— Task prompt —
Rescale the lines from the one containing "Readme: the locator spots each instance of the bronze" through the end of the material below, inclusive. Write out each of those lines again, requests included, with every point coordinate in the answers multiplied by 2.35 and rounded to whole numbers, halves up.

Data items:
========
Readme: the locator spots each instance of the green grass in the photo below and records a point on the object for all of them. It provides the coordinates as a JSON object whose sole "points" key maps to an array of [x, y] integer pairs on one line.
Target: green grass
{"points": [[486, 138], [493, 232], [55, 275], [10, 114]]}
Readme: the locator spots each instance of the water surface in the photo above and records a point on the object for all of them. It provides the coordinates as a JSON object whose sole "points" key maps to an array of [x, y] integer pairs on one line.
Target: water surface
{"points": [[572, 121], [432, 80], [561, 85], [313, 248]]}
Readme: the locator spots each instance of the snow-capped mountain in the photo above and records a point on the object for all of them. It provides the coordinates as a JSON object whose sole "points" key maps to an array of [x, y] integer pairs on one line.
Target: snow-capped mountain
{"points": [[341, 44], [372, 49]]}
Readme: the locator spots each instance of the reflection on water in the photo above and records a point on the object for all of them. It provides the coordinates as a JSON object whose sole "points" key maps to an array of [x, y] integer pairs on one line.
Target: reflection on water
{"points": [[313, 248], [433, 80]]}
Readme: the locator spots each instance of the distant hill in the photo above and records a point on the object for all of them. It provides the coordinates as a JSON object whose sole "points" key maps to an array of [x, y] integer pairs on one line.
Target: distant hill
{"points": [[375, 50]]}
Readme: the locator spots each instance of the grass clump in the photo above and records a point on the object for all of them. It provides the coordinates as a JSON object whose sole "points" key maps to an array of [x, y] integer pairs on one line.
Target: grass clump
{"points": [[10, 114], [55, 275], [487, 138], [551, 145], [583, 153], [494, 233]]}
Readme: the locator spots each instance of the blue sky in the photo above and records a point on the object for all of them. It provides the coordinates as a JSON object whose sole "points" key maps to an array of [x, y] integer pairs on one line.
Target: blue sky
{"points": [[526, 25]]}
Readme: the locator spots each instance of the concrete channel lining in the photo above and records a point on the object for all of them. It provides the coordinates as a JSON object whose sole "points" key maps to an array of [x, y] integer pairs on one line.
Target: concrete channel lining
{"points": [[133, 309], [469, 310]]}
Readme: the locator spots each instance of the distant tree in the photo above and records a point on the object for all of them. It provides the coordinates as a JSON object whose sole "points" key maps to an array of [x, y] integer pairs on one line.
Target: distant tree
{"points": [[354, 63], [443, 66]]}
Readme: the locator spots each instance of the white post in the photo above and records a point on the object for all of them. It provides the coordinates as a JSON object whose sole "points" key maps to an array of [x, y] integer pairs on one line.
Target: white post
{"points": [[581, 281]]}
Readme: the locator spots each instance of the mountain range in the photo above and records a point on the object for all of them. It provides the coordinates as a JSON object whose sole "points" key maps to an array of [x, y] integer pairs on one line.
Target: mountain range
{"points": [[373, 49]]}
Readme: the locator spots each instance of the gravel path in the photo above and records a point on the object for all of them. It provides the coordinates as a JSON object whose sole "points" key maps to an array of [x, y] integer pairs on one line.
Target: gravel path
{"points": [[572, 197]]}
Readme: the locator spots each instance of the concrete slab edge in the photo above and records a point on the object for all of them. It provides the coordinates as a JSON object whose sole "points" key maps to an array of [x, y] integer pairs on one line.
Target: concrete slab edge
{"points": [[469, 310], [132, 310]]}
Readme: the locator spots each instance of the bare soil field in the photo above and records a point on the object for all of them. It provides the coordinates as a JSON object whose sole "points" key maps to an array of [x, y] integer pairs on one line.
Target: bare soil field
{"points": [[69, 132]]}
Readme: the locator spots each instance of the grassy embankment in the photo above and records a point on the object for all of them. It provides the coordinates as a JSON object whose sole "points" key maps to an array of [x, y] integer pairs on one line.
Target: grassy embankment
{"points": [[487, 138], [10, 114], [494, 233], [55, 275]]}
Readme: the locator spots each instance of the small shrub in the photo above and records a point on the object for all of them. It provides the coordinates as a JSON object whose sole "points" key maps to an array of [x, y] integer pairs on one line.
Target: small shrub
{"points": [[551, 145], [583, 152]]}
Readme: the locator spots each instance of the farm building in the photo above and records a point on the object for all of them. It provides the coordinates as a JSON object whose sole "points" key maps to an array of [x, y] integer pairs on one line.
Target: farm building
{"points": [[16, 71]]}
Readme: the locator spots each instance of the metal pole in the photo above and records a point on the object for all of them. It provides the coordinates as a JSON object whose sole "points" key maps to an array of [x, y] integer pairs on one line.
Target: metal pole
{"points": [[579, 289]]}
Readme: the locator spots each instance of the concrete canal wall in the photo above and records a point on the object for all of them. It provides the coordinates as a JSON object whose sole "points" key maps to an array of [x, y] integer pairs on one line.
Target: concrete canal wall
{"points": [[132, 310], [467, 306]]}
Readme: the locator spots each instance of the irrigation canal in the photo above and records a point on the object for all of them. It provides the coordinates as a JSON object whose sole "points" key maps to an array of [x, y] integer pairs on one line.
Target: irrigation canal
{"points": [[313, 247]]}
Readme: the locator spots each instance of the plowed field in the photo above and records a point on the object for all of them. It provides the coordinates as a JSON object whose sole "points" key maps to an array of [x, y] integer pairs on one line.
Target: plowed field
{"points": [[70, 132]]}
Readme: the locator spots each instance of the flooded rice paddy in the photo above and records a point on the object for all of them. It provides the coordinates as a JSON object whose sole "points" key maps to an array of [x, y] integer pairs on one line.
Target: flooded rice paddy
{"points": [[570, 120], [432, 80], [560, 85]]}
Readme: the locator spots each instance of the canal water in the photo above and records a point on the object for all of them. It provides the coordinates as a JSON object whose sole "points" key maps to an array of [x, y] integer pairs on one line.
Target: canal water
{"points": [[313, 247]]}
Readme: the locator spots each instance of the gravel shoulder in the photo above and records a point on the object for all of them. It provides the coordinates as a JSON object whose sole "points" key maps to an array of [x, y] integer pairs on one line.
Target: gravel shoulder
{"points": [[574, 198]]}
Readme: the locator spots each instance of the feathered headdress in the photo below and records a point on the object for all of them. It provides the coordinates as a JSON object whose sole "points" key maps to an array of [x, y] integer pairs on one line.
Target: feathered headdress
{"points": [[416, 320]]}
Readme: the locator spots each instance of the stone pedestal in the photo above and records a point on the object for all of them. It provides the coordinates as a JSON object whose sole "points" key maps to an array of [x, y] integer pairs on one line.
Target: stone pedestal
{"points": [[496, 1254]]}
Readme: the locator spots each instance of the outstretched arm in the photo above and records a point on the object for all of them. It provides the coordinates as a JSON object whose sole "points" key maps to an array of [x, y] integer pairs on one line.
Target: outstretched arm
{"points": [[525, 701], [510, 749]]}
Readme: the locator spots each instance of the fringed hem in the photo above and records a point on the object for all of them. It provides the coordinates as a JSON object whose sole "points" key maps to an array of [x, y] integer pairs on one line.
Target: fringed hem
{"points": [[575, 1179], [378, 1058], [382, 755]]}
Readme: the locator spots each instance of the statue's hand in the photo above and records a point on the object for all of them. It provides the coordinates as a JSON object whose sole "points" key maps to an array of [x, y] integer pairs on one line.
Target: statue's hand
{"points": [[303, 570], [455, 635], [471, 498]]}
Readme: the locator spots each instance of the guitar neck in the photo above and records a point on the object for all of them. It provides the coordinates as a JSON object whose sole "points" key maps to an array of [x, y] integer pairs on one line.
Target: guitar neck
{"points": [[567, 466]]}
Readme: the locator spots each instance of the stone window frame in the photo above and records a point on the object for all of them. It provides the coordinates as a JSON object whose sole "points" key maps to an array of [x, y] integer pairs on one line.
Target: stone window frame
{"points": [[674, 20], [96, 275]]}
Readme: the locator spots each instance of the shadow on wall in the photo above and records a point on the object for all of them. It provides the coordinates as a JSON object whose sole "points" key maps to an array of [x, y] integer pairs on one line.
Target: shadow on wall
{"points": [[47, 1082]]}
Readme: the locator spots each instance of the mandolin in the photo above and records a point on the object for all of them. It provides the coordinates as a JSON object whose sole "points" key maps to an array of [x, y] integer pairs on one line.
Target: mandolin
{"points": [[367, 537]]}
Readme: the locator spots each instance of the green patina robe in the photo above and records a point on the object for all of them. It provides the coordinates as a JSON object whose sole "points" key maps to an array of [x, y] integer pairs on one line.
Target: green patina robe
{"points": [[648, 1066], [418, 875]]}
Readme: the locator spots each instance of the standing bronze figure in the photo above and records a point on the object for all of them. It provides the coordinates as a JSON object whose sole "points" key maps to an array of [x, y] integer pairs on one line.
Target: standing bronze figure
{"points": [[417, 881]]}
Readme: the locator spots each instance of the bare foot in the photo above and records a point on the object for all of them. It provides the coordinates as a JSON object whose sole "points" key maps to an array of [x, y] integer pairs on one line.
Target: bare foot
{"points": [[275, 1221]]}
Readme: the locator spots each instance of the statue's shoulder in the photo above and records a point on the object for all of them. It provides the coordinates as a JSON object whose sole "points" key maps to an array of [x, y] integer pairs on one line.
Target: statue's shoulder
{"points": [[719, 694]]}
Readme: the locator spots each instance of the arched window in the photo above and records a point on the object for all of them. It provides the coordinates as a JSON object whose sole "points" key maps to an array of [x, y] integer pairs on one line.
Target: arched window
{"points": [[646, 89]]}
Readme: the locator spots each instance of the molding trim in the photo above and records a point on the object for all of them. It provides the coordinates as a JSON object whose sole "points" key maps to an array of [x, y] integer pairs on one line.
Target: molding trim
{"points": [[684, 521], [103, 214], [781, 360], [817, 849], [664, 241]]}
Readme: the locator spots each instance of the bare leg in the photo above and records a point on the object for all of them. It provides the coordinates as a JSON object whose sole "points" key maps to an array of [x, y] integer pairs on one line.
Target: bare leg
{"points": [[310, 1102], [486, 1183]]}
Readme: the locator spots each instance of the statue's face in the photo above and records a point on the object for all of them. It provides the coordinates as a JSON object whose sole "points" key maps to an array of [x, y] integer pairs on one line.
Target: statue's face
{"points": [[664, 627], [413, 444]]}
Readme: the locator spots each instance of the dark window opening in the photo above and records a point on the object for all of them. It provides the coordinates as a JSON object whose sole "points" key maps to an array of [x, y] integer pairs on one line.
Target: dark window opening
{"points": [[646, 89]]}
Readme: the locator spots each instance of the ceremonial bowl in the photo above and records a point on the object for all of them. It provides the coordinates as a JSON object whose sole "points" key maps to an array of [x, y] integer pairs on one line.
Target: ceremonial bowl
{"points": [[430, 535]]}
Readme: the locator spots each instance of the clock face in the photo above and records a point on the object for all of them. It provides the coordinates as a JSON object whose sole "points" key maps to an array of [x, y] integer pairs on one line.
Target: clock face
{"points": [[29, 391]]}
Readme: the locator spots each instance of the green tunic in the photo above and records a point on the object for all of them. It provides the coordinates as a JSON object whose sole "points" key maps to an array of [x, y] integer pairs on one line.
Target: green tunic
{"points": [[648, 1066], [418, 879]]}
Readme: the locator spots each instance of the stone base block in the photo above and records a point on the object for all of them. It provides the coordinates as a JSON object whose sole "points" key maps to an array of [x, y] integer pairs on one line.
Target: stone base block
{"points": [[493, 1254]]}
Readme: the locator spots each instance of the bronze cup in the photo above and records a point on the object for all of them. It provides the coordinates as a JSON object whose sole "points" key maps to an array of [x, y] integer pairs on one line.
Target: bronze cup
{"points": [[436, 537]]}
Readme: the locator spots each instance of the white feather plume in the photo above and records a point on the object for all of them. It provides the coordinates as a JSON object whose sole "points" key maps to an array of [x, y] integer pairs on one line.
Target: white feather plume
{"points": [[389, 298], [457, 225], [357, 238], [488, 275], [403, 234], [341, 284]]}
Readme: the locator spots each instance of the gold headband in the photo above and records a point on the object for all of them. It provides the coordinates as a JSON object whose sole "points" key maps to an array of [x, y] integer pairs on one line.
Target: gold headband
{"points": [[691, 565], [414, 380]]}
========
— Response to this exercise —
Readme: the locator spots each instance of the bronze cup in the photo above and records a point on the object for all of them. It provides the coordinates as a JSON object whose sole "points" key maps to an array of [x, y] integer pairs on one line.
Target: bronze cup
{"points": [[1025, 1262]]}
Readme: the locator spots each instance of the white feather plume in the photo above and records a point on the object for all of them. It provides the coordinates as a JSON object whose sole "points" key maps to an array of [x, y] integer pairs on one line.
Target: white feather plume
{"points": [[914, 700], [1074, 529], [839, 559], [1147, 646], [947, 550], [801, 667]]}
Readme: the locator spots each instance of the gold headband in the photo above and records a point on the object for all of them. It provides the coordinates as a JSON object whose sole "points" key maps to an array of [x, y] integer pairs on one line.
Target: gold headband
{"points": [[1624, 1328], [973, 893]]}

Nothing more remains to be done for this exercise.